(Records for the task)

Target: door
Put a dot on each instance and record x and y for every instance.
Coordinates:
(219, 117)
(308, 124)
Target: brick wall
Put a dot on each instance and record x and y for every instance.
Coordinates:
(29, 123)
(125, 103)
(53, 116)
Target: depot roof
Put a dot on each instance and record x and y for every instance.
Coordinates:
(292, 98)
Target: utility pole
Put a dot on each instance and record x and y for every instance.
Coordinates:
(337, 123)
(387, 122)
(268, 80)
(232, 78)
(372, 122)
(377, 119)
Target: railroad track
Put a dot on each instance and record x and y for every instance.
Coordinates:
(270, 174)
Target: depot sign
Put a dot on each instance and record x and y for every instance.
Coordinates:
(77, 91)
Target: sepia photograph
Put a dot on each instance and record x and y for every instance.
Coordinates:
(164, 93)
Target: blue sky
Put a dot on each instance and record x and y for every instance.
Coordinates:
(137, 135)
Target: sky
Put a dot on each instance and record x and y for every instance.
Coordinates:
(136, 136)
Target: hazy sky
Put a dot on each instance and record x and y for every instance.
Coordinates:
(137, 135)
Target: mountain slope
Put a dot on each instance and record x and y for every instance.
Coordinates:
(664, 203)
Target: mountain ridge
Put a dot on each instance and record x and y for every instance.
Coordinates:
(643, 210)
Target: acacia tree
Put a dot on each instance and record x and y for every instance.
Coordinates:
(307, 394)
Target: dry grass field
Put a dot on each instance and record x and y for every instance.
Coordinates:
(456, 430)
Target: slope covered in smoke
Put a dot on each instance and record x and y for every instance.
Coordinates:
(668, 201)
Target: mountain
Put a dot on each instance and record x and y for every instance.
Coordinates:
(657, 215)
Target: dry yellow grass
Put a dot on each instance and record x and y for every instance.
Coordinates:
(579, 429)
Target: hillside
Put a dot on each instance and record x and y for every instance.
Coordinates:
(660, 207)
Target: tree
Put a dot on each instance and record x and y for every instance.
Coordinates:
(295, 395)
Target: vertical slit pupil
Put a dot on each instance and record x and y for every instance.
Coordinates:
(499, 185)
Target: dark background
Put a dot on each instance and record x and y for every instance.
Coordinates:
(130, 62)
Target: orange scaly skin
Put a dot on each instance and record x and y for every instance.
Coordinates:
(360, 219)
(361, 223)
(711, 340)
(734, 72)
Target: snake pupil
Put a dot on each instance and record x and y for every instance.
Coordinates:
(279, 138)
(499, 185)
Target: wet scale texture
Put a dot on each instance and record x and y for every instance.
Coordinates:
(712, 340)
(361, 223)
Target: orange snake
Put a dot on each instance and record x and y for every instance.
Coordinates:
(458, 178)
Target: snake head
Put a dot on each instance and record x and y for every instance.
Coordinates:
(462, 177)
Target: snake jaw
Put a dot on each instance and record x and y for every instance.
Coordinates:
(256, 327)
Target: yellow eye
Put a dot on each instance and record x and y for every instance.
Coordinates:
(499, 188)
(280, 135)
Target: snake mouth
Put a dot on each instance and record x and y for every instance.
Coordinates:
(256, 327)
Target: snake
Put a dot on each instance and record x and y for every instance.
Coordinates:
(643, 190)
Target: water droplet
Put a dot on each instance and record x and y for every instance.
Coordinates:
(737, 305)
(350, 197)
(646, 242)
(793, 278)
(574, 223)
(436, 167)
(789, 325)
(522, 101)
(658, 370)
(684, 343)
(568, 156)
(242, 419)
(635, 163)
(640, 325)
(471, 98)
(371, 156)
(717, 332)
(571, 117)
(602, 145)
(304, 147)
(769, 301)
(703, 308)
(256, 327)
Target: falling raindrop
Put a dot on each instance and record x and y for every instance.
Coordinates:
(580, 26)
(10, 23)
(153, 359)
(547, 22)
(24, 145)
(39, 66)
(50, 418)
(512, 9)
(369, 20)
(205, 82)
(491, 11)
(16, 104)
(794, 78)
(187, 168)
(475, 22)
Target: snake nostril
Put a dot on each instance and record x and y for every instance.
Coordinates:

(End Records for the task)

Work order: From the records above, please extract every line and repeat it exactly.

Result for this task:
Target: door
Put a dot on each instance and record x and y for every instance.
Coordinates:
(219, 117)
(308, 124)
Target: brick wall
Put a dot on each instance and record x and y for every instance.
Coordinates:
(29, 123)
(125, 103)
(53, 116)
Target: depot roof
Put a dot on each instance and record x and y for every instance.
Coordinates:
(292, 98)
Target: utility pole
Put a dot on each instance and record x and y for every instance.
Coordinates:
(337, 123)
(387, 122)
(268, 80)
(232, 78)
(372, 122)
(377, 119)
Target: railroad track
Put a dot on each instance and record x and y for every instance.
Coordinates:
(270, 174)
Target: depot sign
Put a dot on each instance and record x and y for every instance.
Coordinates:
(77, 91)
Target: sepia photograph
Put a dot on each instance and record x and y for every instance.
Coordinates:
(164, 93)
Target: blue sky
Put a dot on each instance and record x and y for every instance.
Coordinates:
(137, 135)
Target: sky
Put a dot on each instance and record x and y for every instance.
Coordinates:
(136, 136)
Target: hazy sky
Put a dot on each instance and record x and y for every instance.
Coordinates:
(137, 135)
Target: mountain slope
Put a dot on each instance and record x and y for every instance.
Coordinates:
(664, 203)
Target: mountain ridge
Put a dot on each instance and record x and y for every instance.
Coordinates:
(643, 210)
Target: acacia tree
Put a dot on each instance and record x and y for every instance.
Coordinates:
(307, 394)
Target: dry grass field
Put a dot on each instance and record x and y for every instance.
Coordinates:
(456, 430)
Target: slope covered in smoke
Put a dot on each instance and record x and y for every instance.
Coordinates:
(668, 201)
Target: mountain
Put a dot on each instance and record x and y for every instance.
Coordinates:
(657, 215)
Target: dry yellow grass
Put a dot on each instance and record x and y for every instance.
Coordinates:
(579, 429)
Target: hillside
Put a dot on each instance and record x and y for every instance.
Coordinates:
(660, 207)
Target: tree
Put a dot on each instance and record x and y for every instance.
Coordinates:
(295, 395)
Target: vertical slit pupil
Put a dot on each instance and record x and y for every instance.
Coordinates:
(499, 185)
Target: dark background
Put a dot on each instance and record x and y for every instance.
Coordinates:
(130, 62)
Target: orange scaly skin
Put a dot on each instance and record x and y for every instance.
Coordinates:
(360, 219)
(361, 223)
(711, 340)
(734, 72)
Target: snake pupil
Put a dot on each instance and record x and y for every instance.
Coordinates:
(279, 138)
(499, 185)
Target: wet scale texture
Put a dot on each instance and record x and y for every instance.
Coordinates:
(712, 340)
(361, 223)
Target: orange snake
Put a dot on each instance and record x and y for every instance.
Coordinates:
(458, 178)
Target: snake head
Put a dot on each instance and record x and y for every instance.
Coordinates:
(462, 177)
Target: snake jaw
Put a dot on each instance and record x and y for every instance.
Coordinates:
(256, 327)
Target: yellow eye
Put a dot on each instance and record x and y for every instance.
Coordinates:
(499, 188)
(280, 135)
Target: snake mouth
Put a dot on each instance and record x and y for every instance.
Coordinates:
(256, 327)
Target: snake
Put a dot on each instance and record x and y for every instance.
Coordinates:
(643, 190)
Target: water droplet
Put a dot on each instance and record x and y for every instance.
Coordinates:
(737, 305)
(350, 197)
(646, 242)
(793, 278)
(574, 223)
(436, 167)
(789, 325)
(522, 101)
(658, 370)
(684, 343)
(568, 156)
(242, 419)
(635, 163)
(640, 325)
(471, 98)
(371, 156)
(717, 332)
(571, 117)
(602, 145)
(304, 147)
(769, 301)
(703, 308)
(256, 327)
Target: falling raindrop
Put a dot on each instance and record x and y for every instance.
Coordinates:
(580, 26)
(10, 23)
(153, 359)
(547, 22)
(24, 145)
(39, 66)
(50, 418)
(512, 9)
(369, 20)
(205, 82)
(491, 11)
(16, 104)
(794, 78)
(187, 168)
(475, 22)
Target: snake nostril
Put a dot on each instance and record x and y for every instance.
Coordinates:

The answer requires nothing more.